=== Dataset extract ===

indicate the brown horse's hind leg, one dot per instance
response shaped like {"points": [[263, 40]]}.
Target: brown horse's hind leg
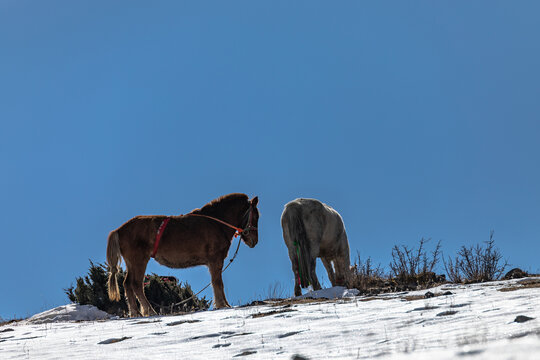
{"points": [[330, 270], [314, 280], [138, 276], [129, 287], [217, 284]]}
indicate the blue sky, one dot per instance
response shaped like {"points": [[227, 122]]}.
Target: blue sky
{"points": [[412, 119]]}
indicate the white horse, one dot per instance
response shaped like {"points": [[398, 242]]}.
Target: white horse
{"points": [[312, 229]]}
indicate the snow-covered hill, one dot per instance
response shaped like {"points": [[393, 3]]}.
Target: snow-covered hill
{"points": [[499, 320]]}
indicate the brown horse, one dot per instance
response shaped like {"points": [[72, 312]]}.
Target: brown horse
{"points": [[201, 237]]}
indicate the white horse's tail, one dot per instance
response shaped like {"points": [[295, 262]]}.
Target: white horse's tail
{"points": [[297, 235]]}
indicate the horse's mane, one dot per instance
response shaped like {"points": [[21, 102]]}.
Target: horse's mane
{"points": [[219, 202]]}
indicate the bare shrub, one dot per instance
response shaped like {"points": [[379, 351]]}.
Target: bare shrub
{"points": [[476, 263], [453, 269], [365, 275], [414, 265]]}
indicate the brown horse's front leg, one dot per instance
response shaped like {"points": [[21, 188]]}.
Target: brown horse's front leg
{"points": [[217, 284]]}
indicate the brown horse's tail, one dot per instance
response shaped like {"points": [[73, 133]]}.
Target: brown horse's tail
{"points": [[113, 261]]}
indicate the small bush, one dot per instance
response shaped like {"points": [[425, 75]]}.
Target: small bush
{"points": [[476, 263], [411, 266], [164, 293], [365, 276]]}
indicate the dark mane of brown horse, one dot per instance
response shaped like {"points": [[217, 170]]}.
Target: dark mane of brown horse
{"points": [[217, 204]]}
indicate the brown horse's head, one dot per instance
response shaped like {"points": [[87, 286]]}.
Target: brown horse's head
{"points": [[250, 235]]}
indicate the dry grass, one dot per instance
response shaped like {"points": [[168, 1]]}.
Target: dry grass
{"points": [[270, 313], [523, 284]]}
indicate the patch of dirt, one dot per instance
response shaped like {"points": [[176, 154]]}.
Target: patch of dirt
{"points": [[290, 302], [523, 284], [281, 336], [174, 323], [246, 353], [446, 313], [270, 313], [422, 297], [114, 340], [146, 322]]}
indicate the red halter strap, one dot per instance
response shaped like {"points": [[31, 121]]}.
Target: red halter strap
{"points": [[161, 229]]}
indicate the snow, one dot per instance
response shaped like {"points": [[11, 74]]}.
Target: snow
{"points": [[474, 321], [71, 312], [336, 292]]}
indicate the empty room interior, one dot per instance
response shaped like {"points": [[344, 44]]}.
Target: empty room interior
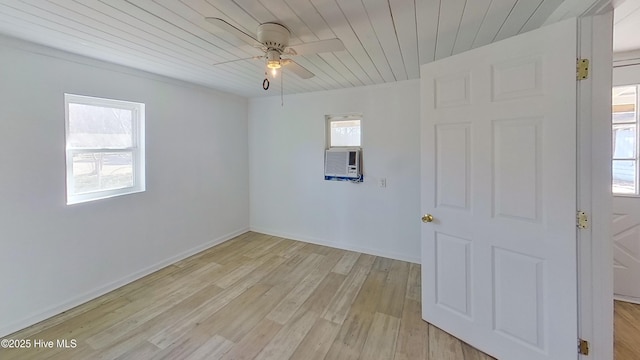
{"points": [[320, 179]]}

===

**Instructions to follow**
Copy every line of the records above word for word, leaving out the pictures.

**Response below**
indicate the brown horse's hind leg, one dot per instance
response shaped like {"points": [[263, 40]]}.
Target: brown horse's hind leg
{"points": [[330, 270], [314, 280], [138, 276], [129, 287], [217, 284]]}
indicate the blue sky, one dot per instance
response shaped like {"points": [[227, 122]]}.
Target: blue sky
{"points": [[412, 119]]}
indicate the white horse, one dot per instance
response shaped like {"points": [[398, 242]]}.
Target: white horse
{"points": [[312, 229]]}
indicate the snow-covered hill, one dot per instance
response shaped like {"points": [[393, 3]]}.
Target: snow-covered hill
{"points": [[499, 320]]}
indicate the brown horse, one dot per instance
response shaped like {"points": [[72, 312]]}.
Target: brown horse
{"points": [[201, 237]]}
indicate the white horse's tail, one dot per instance
response shaped like {"points": [[295, 262]]}.
Target: white horse's tail
{"points": [[297, 235]]}
indicate the horse's mane, one dot per instance
response shaped like {"points": [[21, 102]]}.
Target: horse's mane
{"points": [[219, 202]]}
indicate the bare shrub, one dot per instance
response shaped like {"points": [[379, 351]]}.
Target: bare shrub
{"points": [[476, 263], [453, 269], [365, 275], [414, 265]]}
indicate the brown horse's front leg, one dot per instance
response shaped like {"points": [[21, 188]]}.
Target: brown horse's front leg
{"points": [[217, 284]]}
indicate the brown horse's tail, one dot per instance
response shaped like {"points": [[73, 133]]}.
Target: brown horse's tail
{"points": [[113, 261]]}
indicate the small bush, one dot per instance
response shaped like {"points": [[425, 75]]}.
Target: small bush
{"points": [[476, 263], [411, 266], [164, 293], [365, 276]]}
indicate the dark mane of brown horse, one dot per instance
response shaped like {"points": [[217, 170]]}.
Target: dark mane of brown horse
{"points": [[217, 204]]}
indicate the brown horse's head, one dot per instance
response shaped like {"points": [[87, 286]]}.
Target: brown horse's head
{"points": [[250, 235]]}
indicate the dry grass, one dot per instance
response shaped like {"points": [[168, 1]]}.
Target: dry grass
{"points": [[270, 313], [523, 284]]}
indicate the patch of dirt, one dot per instance
response shaped like {"points": [[176, 154]]}.
Target: patch of dirt
{"points": [[290, 302], [523, 284], [281, 336], [174, 323], [246, 353], [446, 313], [270, 313], [422, 297], [114, 340], [146, 322]]}
indicate the red halter strap, one dot per instance
response shaped like {"points": [[31, 121]]}.
Target: red halter strap
{"points": [[161, 229]]}
indicate the snow, one dot per instance
response shaped like {"points": [[11, 74]]}.
Target: snow
{"points": [[474, 321], [71, 312], [336, 292]]}
indicate the empty room interior, one dot per instance
response shaped like {"points": [[344, 44]]}.
Target: empty room interior
{"points": [[320, 179]]}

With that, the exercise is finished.